__AIM OF THE TASK__:
Print out the data below in full and exactly, skipping the pictures.

__DATASET__:
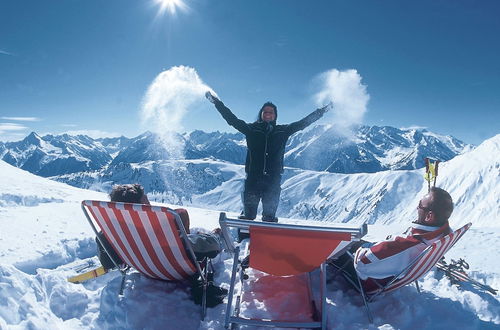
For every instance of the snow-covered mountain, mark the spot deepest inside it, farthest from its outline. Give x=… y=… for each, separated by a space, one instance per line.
x=55 y=155
x=44 y=238
x=382 y=197
x=371 y=149
x=319 y=148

__EXERCISE RESULT__:
For every instance of the snow-covered mountain, mark the spot deepest inside it, farthest from its outline. Give x=… y=… for each, separated by a space, one instance per line.
x=55 y=155
x=44 y=238
x=382 y=197
x=371 y=149
x=319 y=148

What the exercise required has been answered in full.